* EXERCISE DIRECTIONS: Skip the pictures and return every entry exactly as written.

* DATA SUPPLIED:
-----

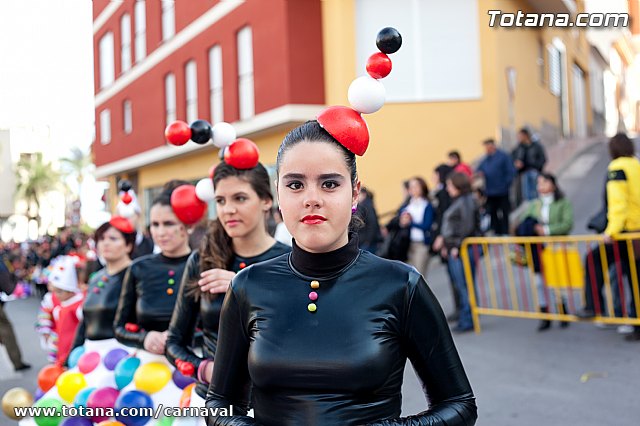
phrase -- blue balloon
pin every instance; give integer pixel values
(76, 421)
(133, 399)
(81, 397)
(125, 370)
(114, 357)
(74, 356)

-----

* TASK OUTPUT:
phrase -- blue balloon
pin every instance; give integer pixel values
(76, 421)
(133, 399)
(81, 397)
(125, 370)
(114, 357)
(74, 356)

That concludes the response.